WORK TO BE COMPLETED:
I would like every entry below written out exactly.
---- EXERCISE DATA
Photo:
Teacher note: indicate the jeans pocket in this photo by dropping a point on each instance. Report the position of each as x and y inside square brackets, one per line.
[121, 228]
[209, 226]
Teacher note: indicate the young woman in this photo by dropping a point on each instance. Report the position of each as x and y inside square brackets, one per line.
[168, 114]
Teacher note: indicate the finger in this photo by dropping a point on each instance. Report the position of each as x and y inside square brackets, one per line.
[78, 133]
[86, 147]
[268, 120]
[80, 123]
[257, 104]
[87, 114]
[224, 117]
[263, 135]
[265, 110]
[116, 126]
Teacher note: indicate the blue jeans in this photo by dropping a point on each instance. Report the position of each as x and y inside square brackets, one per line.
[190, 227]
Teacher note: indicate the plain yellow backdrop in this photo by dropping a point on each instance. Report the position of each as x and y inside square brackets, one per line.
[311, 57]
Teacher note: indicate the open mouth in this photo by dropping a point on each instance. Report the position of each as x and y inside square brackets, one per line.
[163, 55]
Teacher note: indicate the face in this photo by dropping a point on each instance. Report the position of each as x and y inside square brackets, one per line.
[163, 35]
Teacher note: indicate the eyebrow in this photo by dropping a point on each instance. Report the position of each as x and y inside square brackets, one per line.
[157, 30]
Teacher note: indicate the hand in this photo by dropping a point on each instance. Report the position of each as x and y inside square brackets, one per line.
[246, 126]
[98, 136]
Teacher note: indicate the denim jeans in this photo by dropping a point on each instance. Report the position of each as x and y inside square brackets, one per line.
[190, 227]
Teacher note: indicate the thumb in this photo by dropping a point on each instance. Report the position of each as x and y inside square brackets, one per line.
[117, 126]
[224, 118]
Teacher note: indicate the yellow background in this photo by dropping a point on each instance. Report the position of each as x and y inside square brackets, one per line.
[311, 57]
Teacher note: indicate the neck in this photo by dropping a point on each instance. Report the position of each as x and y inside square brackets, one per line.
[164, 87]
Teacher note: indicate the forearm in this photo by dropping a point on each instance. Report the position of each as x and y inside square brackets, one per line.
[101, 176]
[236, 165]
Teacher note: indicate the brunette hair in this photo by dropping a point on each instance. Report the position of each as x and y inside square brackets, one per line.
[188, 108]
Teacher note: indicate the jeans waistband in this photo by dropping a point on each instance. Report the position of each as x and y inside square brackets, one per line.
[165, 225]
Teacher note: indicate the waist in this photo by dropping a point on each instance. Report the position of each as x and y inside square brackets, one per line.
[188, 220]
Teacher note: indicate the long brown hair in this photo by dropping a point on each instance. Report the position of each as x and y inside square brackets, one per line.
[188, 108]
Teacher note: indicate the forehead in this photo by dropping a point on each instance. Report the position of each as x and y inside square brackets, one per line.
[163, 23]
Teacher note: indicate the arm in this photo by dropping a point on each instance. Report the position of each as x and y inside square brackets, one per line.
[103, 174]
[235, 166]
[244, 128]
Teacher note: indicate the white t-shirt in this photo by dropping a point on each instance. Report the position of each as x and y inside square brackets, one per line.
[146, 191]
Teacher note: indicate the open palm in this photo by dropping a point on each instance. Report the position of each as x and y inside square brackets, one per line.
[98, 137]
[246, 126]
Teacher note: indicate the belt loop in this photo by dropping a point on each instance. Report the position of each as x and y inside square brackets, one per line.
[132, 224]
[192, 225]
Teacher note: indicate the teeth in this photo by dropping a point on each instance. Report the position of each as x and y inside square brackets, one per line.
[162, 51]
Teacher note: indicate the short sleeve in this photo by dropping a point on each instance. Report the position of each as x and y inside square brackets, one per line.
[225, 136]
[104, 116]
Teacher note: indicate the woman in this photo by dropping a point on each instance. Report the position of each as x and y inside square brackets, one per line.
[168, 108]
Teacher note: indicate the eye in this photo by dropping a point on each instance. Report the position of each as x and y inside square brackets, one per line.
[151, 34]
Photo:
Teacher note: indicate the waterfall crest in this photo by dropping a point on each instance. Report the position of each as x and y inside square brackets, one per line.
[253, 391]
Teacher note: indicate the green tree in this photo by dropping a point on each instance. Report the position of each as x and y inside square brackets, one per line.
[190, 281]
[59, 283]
--------
ANSWER SECTION:
Photo:
Teacher note: indicate the jeans pocket in this photo by dropping a point on each instance. Report the position of each as x and y inside square brackets, one per line.
[121, 228]
[209, 226]
Teacher note: indicate the young woman in this photo by dropping a point on each instance. Report the position of each as x and y inside square brackets, one per line.
[168, 114]
Teacher note: indicate the finger in this photo by dropping a point on each instance. Report the position of each as x and y inside square brackets, one per line.
[78, 133]
[86, 147]
[268, 120]
[80, 123]
[257, 104]
[87, 114]
[224, 117]
[263, 135]
[265, 110]
[116, 126]
Teacher note: indicate the blue jeans in this photo by dropping a point on each instance. Report the position of each as x and y inside square brackets, one per line.
[190, 227]
Teacher note: indicate the plain yellow backdrop in this photo by dropping a point on each instance. Report the position of each as x and y inside square brackets, one per line.
[311, 57]
Teacher note: indicate the open mouth in this photo by dropping a point on each instance. Report the position of each as x and y inside square brackets, one per line.
[163, 55]
Teacher note: indicate the face in this photo by dropping a point on each instance. Report the position of each as x and y inside square brackets, one per line.
[163, 35]
Teacher note: indicate the eyebrow in this photo by dropping a point on each instance. Report the position of each as x and y inside square brackets, one per line.
[157, 30]
Teacher note: indicate the hand in this photo by dropping a point on each instance. Report the position of each as x and y inside square brackets, one per line.
[246, 126]
[98, 136]
Teacher note: indicate the denim jeans in this photo by dropping a point on each instance. Report the position of each as x and y inside square brackets, one per line.
[190, 227]
Teacher note: indicate the thumb in this photo by dropping a point on each instance. Report the position of each as x and y inside square brackets, one per line.
[117, 126]
[224, 118]
Teacher note: indicate the yellow background in this photo by dropping a point on each instance. Report the position of each as x and y inside square brackets, one per line.
[311, 57]
Teacher note: indicate the neck in this photo by dropping a point on each instance. Report the position of each as x and y inside square brackets, one per line.
[164, 87]
Teacher note: indicate the forearm in this photo by dropping a point on each instance. Report the position of each as x and y inside square brackets, one per line.
[101, 176]
[236, 165]
Teacher note: indicate the brunette hair in this photo by dropping a point on each instance. Report the position of each as x and y inside square brackets, one per line.
[188, 108]
Teacher note: indicate the jeans waistband in this photo by dropping a point on each instance. Report the position of each as x and y inside square brackets, one per line.
[165, 225]
Teacher note: indicate the waist in this photo by dropping a point on each instance. Report the position of each as x and y inside square brackets, one per line.
[188, 220]
Teacher note: indicate the long brown hair in this photo by dropping a point on each instance. Report the position of each as x and y inside square brackets, one per line.
[188, 108]
Teacher note: indicate the forehead in this photo by dropping a point on each instance. Report the position of each as x and y inside square brackets, one per line.
[163, 23]
Teacher note: indicate the arm in this photo by dropping a point on each instance. Report the position of each as x and y inside square brackets, one per line.
[103, 174]
[235, 166]
[244, 128]
Teacher note: indicate the white t-shirt in this photo by dropping a point on each instance. Report the position of each as x and y inside square brackets, one per line.
[146, 191]
Teacher note: indicate the open palm in this photo by dropping a point on each instance. Report the position of each as x and y inside square brackets, one per line.
[98, 137]
[246, 126]
Teacher note: indicate the belt loop in this photo by dropping a point on each instance. Report the position of each as x and y inside square brackets, one per line.
[132, 224]
[192, 225]
Teacher note: indicate the teeth in this photo by dropping a point on each instance. Report the position of each as x and y inside square brackets, one per line.
[162, 51]
Teacher note: indicate the short sleeve in this photo by dropping a point on each instance. Report the position of each as x and y inside square brackets, one per line.
[225, 136]
[104, 116]
Teacher note: indicate the woman in this photo by dropping a point on each instance. Report the position of each as x and y inside square brackets, one per line.
[168, 108]
Teacher note: indicate the eye in this photo by dropping a point on each instance. Report the position of each as x and y inside square brackets, one per line.
[151, 34]
Photo:
Teacher note: indicate the waterfall crest in this photo by dropping a point on each instance. Report the position of each as x and y inside square brackets, one per line.
[253, 391]
Teacher note: indicate the green tree in this photo by dropping a point on each instance. Report the position of each as x and y inside square brackets, one per line.
[190, 281]
[59, 283]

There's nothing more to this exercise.